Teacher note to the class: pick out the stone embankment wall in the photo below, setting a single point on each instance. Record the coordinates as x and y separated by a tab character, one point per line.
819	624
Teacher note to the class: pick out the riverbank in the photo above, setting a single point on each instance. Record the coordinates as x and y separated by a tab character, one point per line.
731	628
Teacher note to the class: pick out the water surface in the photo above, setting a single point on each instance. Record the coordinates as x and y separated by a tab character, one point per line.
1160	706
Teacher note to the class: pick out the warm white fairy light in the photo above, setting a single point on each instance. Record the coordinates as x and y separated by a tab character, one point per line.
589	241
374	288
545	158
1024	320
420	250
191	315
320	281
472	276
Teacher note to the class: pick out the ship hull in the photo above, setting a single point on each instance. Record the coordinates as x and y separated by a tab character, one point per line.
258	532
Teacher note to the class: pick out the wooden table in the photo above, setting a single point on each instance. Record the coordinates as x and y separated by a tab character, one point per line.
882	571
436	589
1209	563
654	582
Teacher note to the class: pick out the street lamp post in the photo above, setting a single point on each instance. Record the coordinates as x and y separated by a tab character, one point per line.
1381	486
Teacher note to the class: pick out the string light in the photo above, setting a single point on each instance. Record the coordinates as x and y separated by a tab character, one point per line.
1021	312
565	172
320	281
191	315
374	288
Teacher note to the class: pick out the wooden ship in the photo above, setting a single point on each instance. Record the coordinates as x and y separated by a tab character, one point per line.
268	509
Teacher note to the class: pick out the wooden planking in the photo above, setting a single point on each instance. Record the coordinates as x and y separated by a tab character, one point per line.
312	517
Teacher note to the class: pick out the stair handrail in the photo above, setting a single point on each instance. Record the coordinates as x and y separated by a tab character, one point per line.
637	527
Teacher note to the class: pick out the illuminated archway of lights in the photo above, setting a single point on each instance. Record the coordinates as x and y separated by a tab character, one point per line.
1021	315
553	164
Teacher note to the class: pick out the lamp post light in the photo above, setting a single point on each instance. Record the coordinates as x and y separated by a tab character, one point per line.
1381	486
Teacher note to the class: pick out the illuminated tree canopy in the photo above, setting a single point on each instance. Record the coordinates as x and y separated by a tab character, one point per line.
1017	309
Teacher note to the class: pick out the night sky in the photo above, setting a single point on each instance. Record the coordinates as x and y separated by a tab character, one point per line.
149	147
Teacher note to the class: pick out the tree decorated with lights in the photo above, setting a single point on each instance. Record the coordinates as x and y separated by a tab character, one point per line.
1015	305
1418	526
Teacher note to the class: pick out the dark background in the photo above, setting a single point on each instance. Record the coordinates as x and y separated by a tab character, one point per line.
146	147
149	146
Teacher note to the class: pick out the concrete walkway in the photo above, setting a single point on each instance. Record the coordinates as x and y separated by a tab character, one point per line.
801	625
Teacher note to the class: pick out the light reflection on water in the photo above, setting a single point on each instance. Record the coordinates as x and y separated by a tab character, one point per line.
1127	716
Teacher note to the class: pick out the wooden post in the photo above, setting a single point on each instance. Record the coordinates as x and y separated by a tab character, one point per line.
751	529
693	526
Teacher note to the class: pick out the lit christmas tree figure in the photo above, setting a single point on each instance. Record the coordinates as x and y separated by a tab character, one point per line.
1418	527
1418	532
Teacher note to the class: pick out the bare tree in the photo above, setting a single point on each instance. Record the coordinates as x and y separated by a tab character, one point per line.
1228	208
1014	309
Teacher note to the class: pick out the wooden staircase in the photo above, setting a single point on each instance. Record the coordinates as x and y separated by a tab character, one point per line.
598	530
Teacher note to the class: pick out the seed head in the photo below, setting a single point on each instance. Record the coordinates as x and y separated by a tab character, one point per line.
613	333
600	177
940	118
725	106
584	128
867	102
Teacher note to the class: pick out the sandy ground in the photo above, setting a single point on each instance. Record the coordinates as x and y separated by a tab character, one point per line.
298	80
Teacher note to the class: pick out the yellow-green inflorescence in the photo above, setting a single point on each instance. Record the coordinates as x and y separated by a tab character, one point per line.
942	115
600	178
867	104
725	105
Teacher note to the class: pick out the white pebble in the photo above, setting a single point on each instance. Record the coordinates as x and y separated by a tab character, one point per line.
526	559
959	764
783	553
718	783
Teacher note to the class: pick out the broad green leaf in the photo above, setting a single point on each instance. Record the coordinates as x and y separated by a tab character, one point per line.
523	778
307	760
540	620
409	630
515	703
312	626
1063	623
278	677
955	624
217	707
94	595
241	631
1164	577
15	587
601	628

● Task details
The whole of the data above must be given again, unaltered and complete.

● Result
Teacher note to the class: pick out the stone embankment wall in the photo below, setting a single point on each instance. Record the coordinates as x and y separated by a tab character, one point per line.
819	624
Teacher note to the class: pick out the riverbank in the photo above, setting a single point on each instance. Record the coordinates as x and y separated by a tab character, one point per line.
731	628
Teacher note to the class: pick out the water surface in the photo above, setting a single point on each instance. Record the coordinates as x and y separated by a tab character, one point per line.
1160	706
Teacher note to the class: pick out the warm white fairy light in the photo above, setting a single point on each instance. Record the coordinates as x and y separated by a tab character, one point per line.
589	241
374	288
545	158
1024	320
420	250
191	315
320	281
472	276
Teacher note to the class: pick out the ship hull in the photo above, setting a single point on each instance. Record the coordinates as x and y separated by a tab character, one point per line.
258	532
Teacher note to the class: pick out the wooden table in the photo above, setting a single point on each instance. Record the coordinates as x and y separated by a tab character, one point per line.
882	571
436	589
1209	563
654	582
Teacher note to the class: pick out the street lamp post in the photo above, setting a single point on each instance. Record the coordinates as x and y separated by a tab character, one point per line.
1381	486
Teacher note to the class: pick out the string light in the photo above, setting a single point on each instance. Record the coordinates as x and y separated by a tab character, one point per line.
1021	312
565	172
320	281
191	315
374	288
Teacher note to the class: pick out the wooden ship in the photo above, setting a single point on each instance. Record the coordinates as x and y separated by a tab character, one point per line.
268	509
Teacher note to the class: pick out the wooden planking in the photo above, setting a single point on each instance. Record the coordinates as x and y separated by a tab character, one point per line.
312	517
Teacher note to the class: pick out the stair handrail in the photo above, setting a single point on each instance. Record the coordinates as x and y separated by a tab character, one point per line.
637	527
Teacher note to the class: pick out the illuminated archway of lights in the photo above, setting a single point on each instance. Record the coordinates as x and y separated by a tab character, one point per line.
1021	315
553	164
Teacher note to the class: pick out the lamp post light in the photo above, setting a single point on each instance. Record the coordinates as x and y separated by a tab character, one point per line.
1381	486
Teacher note to the class: pick out the illuminated tree canopy in the photo above, setting a single point on each instance. Record the coordinates as x and y separated by a tab character, one point per line.
1017	309
Teacher note to the class: pick out the night sky in the photo above, setting a single point on each instance. Record the coordinates as x and y separated by a tab character, one point per line.
149	147
Teacher note to the class: pick out the tree decorated with lights in the photo above, setting a single point on each instance. Record the coordinates as x and y separated by a tab character, one point per line.
1015	305
1418	526
Teacher note to the class: pick out the dark background in the photo above, setting a single point on each instance. Record the coordinates as x and y separated by a tab character, one point per line.
146	147
149	146
Teacher note to the class: pick out the concrete walkway in the photo above, setting a single point on each instance. Record the coordinates as x and y separated by a tab character, one point per line.
801	625
Teacher note to the class: pick out the light reflection on water in the photo above, setting a single point on each instance. Record the coordinates as x and y separated by a tab character, one point per line.
1127	716
Teacher note to the class: pick out the wooden post in the photo above, setting a single point on each instance. Record the coordinates as x and y separated by a tab character, one point per line.
751	529
693	526
Teacher note to the class: pick out the lit christmas tree figure in the photo above, setting a single point on each instance. Record the coordinates as x and y separated by a tab character, one point per line.
1418	527
1418	532
Teacher note to the class: pick out the bare tree in the photo above, setting a single point on each instance. Record the coordinates as x and y separated by a tab character, one point per line.
1228	208
1014	309
Teacher note to the class: pick out the wooden staircase in the photo above, setting a single point on each instance. Record the coordinates as x and y separated by a tab character, one point per line.
598	530
Teacher note to the class: pick out the seed head in the photo below, setting a single point on each instance. Record the coordinates as x and y separated by a tab character, one point per line.
613	333
600	177
940	118
725	106
584	128
867	102
Teacher note to the class: pick out the sandy ground in the photo above, setting a single point on each instance. Record the coordinates as x and y separated by a tab character, one point per line.
298	80
Teacher note to the class: pick out the yellow-green inflorescence in the photo above, setting a single point on each instance. Record the coordinates as x and y separated by a tab character, one point per line.
942	115
600	178
867	104
725	105
Teacher note to the class: pick out the white pebble in the photo above, setting a single point on each instance. Record the coordinates as x and y separated by a tab character, one point per line.
526	559
959	764
783	553
718	783
Teacher note to the class: pick out the broad green leaf in the photo above, setting a single point on each instance. Record the coordinates as x and y separated by a tab character, one point per line.
523	778
307	760
540	620
409	630
515	703
312	626
1063	623
278	677
955	624
217	707
94	595
241	631
1164	577
15	587
601	628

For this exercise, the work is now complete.